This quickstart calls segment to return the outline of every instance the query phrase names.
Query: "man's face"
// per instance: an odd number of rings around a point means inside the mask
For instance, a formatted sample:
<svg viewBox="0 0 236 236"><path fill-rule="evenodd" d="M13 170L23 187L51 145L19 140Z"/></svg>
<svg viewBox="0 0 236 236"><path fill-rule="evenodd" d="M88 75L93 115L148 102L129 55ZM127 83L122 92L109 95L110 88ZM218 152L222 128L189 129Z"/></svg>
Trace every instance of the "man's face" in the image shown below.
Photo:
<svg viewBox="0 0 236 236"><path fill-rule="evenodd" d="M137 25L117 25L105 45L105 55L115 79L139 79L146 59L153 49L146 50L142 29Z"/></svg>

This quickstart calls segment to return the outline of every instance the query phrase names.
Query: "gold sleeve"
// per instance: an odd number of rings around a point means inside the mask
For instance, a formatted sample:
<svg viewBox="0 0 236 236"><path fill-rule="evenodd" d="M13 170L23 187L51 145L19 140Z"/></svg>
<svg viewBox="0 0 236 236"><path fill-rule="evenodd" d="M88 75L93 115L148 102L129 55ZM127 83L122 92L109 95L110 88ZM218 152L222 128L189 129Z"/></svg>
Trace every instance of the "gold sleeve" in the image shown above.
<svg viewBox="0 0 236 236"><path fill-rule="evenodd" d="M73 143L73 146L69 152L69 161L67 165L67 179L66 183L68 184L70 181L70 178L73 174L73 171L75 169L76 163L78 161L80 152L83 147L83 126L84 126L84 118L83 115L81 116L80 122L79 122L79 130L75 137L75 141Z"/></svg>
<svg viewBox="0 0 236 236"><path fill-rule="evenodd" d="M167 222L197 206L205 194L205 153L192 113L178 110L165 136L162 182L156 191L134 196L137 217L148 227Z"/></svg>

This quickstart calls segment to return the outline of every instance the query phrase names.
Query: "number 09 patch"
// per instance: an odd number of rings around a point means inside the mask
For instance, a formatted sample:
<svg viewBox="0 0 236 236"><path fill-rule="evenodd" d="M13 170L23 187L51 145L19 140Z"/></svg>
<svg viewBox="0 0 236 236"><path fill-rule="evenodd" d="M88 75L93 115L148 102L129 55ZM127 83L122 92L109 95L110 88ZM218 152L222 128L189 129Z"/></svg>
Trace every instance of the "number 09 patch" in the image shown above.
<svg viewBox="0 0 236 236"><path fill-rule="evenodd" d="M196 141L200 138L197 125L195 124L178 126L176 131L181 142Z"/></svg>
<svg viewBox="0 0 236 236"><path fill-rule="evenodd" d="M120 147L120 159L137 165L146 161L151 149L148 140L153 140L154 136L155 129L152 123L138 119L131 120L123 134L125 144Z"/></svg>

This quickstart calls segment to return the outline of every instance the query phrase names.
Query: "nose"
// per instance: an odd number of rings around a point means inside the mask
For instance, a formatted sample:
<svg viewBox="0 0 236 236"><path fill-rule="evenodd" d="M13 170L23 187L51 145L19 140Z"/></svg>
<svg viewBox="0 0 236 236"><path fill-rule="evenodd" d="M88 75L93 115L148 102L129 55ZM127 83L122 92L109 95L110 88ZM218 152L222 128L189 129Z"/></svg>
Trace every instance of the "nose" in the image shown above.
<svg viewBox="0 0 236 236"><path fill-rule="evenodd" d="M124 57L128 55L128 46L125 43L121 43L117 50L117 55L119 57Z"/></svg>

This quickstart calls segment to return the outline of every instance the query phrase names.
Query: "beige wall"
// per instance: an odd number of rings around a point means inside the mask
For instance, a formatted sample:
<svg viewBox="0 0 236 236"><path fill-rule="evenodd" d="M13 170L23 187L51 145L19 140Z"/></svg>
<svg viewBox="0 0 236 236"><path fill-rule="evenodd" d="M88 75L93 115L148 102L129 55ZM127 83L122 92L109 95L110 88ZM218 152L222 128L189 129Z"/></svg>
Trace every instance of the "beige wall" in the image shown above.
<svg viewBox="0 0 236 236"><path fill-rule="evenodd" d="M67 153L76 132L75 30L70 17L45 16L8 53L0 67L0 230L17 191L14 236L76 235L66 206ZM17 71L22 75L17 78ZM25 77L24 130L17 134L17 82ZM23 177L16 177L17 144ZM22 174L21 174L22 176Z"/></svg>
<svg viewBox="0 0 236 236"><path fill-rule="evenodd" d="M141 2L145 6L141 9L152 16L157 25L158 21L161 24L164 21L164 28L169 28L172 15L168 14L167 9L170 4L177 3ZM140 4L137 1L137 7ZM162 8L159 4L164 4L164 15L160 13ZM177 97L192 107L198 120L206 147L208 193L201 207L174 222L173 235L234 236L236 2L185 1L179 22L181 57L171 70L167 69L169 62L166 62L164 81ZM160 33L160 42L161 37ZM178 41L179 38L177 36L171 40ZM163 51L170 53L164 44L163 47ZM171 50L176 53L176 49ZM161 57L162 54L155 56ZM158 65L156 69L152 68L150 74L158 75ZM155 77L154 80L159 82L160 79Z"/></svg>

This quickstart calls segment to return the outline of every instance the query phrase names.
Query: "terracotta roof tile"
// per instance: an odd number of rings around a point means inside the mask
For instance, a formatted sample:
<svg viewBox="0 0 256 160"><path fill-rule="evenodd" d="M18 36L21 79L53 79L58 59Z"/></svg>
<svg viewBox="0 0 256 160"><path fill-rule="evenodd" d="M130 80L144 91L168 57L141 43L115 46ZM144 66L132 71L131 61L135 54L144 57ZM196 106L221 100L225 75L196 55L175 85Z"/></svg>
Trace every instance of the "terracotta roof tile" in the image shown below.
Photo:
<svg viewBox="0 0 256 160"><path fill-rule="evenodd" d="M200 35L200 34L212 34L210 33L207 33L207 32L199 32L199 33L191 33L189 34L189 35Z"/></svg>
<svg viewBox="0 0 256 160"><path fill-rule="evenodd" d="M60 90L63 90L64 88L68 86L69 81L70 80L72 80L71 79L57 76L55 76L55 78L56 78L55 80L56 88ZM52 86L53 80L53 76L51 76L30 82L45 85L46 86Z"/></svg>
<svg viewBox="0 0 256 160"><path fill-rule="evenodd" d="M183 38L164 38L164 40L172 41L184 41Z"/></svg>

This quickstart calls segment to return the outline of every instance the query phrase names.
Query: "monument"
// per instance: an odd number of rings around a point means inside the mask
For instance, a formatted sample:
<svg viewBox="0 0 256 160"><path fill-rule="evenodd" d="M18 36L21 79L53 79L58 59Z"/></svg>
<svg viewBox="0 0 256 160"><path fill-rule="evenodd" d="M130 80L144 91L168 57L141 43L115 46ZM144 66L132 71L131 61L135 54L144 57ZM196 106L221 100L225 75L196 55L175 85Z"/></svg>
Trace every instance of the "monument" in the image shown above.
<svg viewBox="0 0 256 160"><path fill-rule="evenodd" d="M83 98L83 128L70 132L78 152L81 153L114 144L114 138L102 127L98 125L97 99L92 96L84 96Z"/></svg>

> _CHALLENGE_
Output all of the material, please, exactly as it stands.

> _SOLUTION TO THE EXERCISE_
This quickstart calls segment to return the outline of every instance the query phrase names.
Query: "man's face"
// per instance: an odd number of rings around a point means inside the mask
For instance, a formatted sample:
<svg viewBox="0 0 236 236"><path fill-rule="evenodd" d="M13 170L23 187L51 145L19 140Z"/></svg>
<svg viewBox="0 0 236 236"><path fill-rule="evenodd" d="M88 75L93 115L148 102L129 55ZM127 83L122 92L109 95L110 88ZM218 152L222 128L189 129Z"/></svg>
Trace every instance of the "man's face" in the image shown below.
Photo:
<svg viewBox="0 0 236 236"><path fill-rule="evenodd" d="M137 25L117 25L105 45L105 55L115 79L139 79L146 59L153 49L146 50L142 29Z"/></svg>

This quickstart calls segment to return the outline of every instance the query phrase names.
Query: "gold sleeve"
// per instance: an odd number of rings around a point means inside the mask
For instance, a formatted sample:
<svg viewBox="0 0 236 236"><path fill-rule="evenodd" d="M13 170L23 187L51 145L19 140Z"/></svg>
<svg viewBox="0 0 236 236"><path fill-rule="evenodd" d="M88 75L93 115L148 102L129 55ZM127 83L122 92L109 95L110 88ZM218 152L222 128L189 129Z"/></svg>
Trace every instance of the "gold sleeve" in the image shown above.
<svg viewBox="0 0 236 236"><path fill-rule="evenodd" d="M73 143L73 146L69 152L69 161L67 165L67 179L66 183L68 184L70 181L70 178L73 174L73 171L75 169L76 163L78 161L80 152L83 147L83 126L84 126L84 118L83 115L81 116L80 122L79 122L79 130L75 137L75 141Z"/></svg>
<svg viewBox="0 0 236 236"><path fill-rule="evenodd" d="M167 222L197 206L205 194L205 153L192 113L178 110L165 136L162 182L156 191L134 196L137 217L148 227Z"/></svg>

This quickstart calls segment to return the outline of every instance the query phrase names.
Query: "number 09 patch"
// per instance: an odd number of rings around a point means inside the mask
For instance, a formatted sample:
<svg viewBox="0 0 236 236"><path fill-rule="evenodd" d="M13 170L23 187L51 145L19 140Z"/></svg>
<svg viewBox="0 0 236 236"><path fill-rule="evenodd" d="M88 75L93 115L148 102L129 55ZM127 83L122 92L109 95L110 88ZM218 152L222 128L189 129Z"/></svg>
Trace every instance of the "number 09 patch" in the image shown above.
<svg viewBox="0 0 236 236"><path fill-rule="evenodd" d="M196 141L200 138L197 125L195 124L178 126L176 131L181 142Z"/></svg>
<svg viewBox="0 0 236 236"><path fill-rule="evenodd" d="M120 147L120 159L137 165L146 161L151 149L148 140L153 140L154 136L155 129L152 123L138 119L131 120L123 134L125 144Z"/></svg>

This quickstart calls segment to return the outline of every instance the query phrase names.
Query: "nose"
// per instance: an odd number of rings around a point means inside the mask
For instance, a formatted sample:
<svg viewBox="0 0 236 236"><path fill-rule="evenodd" d="M13 170L23 187L51 145L19 140Z"/></svg>
<svg viewBox="0 0 236 236"><path fill-rule="evenodd" d="M88 75L93 115L148 102L129 55ZM127 83L122 92L109 95L110 88ZM218 152L222 128L189 129Z"/></svg>
Trace every instance of the "nose" in the image shown above.
<svg viewBox="0 0 236 236"><path fill-rule="evenodd" d="M124 57L128 55L128 46L125 43L121 43L117 50L117 55L119 57Z"/></svg>

This quickstart calls segment to return the outline of every instance the query phrase names.
Query: "beige wall"
// per instance: an odd number of rings around a point means inside the mask
For instance, a formatted sample:
<svg viewBox="0 0 236 236"><path fill-rule="evenodd" d="M13 170L23 187L51 145L19 140Z"/></svg>
<svg viewBox="0 0 236 236"><path fill-rule="evenodd" d="M88 75L93 115L148 102L129 55ZM127 83L122 92L109 95L110 88ZM218 152L222 128L189 129Z"/></svg>
Trace every instance of the "beige wall" in the image shown above.
<svg viewBox="0 0 236 236"><path fill-rule="evenodd" d="M67 153L76 132L75 30L70 17L45 16L8 53L0 67L0 230L17 191L14 236L76 235L66 206ZM17 71L22 75L17 78ZM25 77L24 130L17 134L17 82ZM23 177L16 177L17 144ZM22 174L21 174L22 176Z"/></svg>
<svg viewBox="0 0 236 236"><path fill-rule="evenodd" d="M141 2L145 6L141 9L152 16L157 25L158 21L161 24L164 21L164 28L169 28L172 15L168 14L167 9L170 4L177 3ZM140 4L137 1L137 7ZM162 8L159 4L164 4L164 15L160 13ZM177 97L192 107L198 120L206 147L208 193L201 207L174 222L173 235L234 236L236 2L185 1L179 22L181 57L171 70L167 69L169 62L166 62L164 81ZM160 33L160 42L161 37ZM178 41L179 38L177 36L171 40ZM163 51L170 53L164 44L163 47ZM171 50L176 53L176 49ZM161 57L162 54L155 56ZM158 65L156 69L152 68L150 74L158 75ZM155 77L154 80L159 82L160 79Z"/></svg>

This quickstart calls segment to return the outline of every instance the query phrase names.
Query: "terracotta roof tile"
// per instance: an odd number of rings around a point means inside the mask
For instance, a formatted sample:
<svg viewBox="0 0 256 160"><path fill-rule="evenodd" d="M18 36L21 79L53 79L58 59Z"/></svg>
<svg viewBox="0 0 256 160"><path fill-rule="evenodd" d="M130 80L144 91L168 57L141 43L115 46ZM144 66L132 71L131 61L135 54L144 57ZM196 106L221 100L225 75L196 55L175 85Z"/></svg>
Trace every instance of the "terracotta roof tile" in the image shown below.
Photo:
<svg viewBox="0 0 256 160"><path fill-rule="evenodd" d="M200 35L200 34L212 34L210 33L207 33L207 32L199 32L199 33L191 33L189 34L189 35Z"/></svg>
<svg viewBox="0 0 256 160"><path fill-rule="evenodd" d="M60 90L63 90L64 88L68 86L69 81L70 80L72 80L71 79L57 76L55 76L55 78L56 78L55 80L56 88ZM52 86L53 80L53 76L51 76L30 82L45 85L46 86Z"/></svg>
<svg viewBox="0 0 256 160"><path fill-rule="evenodd" d="M183 38L164 38L164 40L172 41L184 41Z"/></svg>

This quickstart calls segment to return the outline of every instance the query phrase names.
Query: "monument"
// per instance: an odd number of rings around a point means inside the mask
For instance, a formatted sample:
<svg viewBox="0 0 256 160"><path fill-rule="evenodd" d="M18 36L21 79L53 79L58 59Z"/></svg>
<svg viewBox="0 0 256 160"><path fill-rule="evenodd" d="M130 80L144 91L168 57L141 43L115 46ZM144 66L132 71L131 61L135 54L144 57ZM196 106L221 100L225 75L196 55L175 85Z"/></svg>
Trace every instance of the "monument" in the image shown above.
<svg viewBox="0 0 256 160"><path fill-rule="evenodd" d="M83 98L83 128L70 132L78 152L81 153L114 144L114 138L102 127L98 125L97 99L92 96L84 96Z"/></svg>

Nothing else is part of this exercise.